## Exercise
Tally the lines of the material below that contain the string "plate", treating uppercase and lowercase as different. Reply with the number alone.

## Point annotation dataset records
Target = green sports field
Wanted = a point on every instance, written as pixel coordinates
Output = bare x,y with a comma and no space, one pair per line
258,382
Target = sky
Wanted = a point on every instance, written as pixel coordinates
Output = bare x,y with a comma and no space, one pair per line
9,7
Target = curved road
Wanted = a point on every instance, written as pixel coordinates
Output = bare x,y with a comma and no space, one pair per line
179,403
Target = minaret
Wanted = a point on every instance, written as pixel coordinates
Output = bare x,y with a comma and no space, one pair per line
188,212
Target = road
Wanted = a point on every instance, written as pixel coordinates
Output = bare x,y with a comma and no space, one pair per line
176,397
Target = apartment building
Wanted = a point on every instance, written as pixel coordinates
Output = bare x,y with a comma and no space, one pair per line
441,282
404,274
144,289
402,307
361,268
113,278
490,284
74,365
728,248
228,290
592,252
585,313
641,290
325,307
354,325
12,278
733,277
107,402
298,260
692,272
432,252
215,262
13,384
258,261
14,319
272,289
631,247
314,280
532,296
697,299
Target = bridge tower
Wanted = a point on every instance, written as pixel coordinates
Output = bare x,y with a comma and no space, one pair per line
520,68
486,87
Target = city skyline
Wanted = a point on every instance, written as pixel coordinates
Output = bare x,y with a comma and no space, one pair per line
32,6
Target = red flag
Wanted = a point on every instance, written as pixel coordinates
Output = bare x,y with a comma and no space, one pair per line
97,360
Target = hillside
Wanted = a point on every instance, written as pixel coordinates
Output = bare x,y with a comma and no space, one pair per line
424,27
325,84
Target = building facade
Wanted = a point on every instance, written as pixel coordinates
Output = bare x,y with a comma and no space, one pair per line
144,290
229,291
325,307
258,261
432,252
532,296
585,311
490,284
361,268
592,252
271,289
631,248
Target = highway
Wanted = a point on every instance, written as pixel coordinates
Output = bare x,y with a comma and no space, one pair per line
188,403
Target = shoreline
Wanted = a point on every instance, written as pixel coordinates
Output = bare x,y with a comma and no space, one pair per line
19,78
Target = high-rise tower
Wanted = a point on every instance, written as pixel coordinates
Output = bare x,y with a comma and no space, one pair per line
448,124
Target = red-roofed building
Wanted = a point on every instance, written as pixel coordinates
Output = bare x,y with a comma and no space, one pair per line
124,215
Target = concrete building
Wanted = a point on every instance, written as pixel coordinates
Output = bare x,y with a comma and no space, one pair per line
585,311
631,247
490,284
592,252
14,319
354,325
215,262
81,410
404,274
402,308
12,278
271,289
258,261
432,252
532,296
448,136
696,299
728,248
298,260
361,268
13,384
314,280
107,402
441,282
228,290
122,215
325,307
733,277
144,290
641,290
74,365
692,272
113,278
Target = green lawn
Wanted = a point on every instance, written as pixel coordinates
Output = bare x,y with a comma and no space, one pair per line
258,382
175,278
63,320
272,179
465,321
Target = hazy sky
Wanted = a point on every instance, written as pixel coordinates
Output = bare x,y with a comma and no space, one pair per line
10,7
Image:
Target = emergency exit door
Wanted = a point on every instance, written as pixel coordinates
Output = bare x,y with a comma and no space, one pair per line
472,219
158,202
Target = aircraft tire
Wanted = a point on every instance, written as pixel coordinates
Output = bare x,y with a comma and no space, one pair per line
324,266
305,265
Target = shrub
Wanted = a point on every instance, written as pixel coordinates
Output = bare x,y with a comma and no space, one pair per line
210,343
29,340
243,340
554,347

* * *

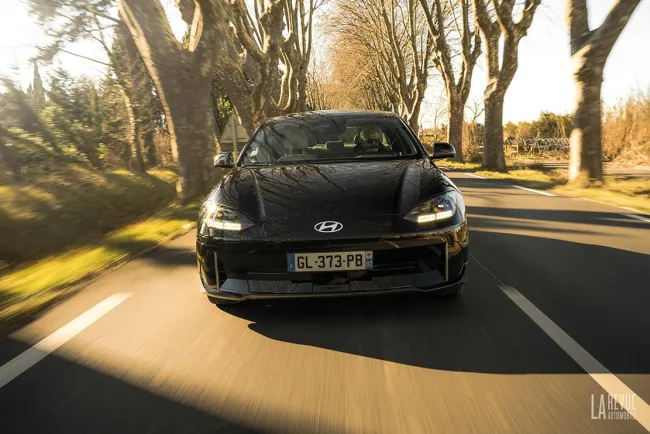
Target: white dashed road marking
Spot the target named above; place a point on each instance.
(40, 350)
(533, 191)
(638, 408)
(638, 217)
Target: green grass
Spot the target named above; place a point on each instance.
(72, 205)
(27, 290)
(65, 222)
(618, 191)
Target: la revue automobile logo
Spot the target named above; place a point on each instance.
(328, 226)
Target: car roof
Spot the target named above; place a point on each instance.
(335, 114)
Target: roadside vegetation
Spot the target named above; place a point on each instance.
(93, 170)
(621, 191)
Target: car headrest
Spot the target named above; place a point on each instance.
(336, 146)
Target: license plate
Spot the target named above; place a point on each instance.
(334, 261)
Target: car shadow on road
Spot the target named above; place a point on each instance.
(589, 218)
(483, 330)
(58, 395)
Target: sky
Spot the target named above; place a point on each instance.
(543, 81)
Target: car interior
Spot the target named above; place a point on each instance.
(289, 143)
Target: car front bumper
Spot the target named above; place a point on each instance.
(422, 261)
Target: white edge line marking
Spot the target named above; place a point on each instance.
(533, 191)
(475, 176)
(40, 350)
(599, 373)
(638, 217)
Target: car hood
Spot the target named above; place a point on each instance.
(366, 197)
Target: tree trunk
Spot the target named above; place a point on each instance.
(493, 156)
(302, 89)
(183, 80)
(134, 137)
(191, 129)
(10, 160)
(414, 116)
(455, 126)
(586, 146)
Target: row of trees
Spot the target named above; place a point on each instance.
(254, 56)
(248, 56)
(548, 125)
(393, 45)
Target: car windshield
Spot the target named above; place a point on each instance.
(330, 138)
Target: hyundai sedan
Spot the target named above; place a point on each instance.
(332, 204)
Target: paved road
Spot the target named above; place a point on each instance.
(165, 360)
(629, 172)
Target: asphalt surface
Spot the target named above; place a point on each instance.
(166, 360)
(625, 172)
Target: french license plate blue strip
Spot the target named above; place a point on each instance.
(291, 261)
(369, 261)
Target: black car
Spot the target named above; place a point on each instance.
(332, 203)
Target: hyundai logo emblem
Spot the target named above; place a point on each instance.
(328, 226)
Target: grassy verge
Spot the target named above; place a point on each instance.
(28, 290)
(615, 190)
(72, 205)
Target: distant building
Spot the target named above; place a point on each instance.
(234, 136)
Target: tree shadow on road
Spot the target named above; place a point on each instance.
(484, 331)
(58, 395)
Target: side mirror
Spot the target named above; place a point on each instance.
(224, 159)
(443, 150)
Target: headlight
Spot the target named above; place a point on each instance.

## Solution to the problem
2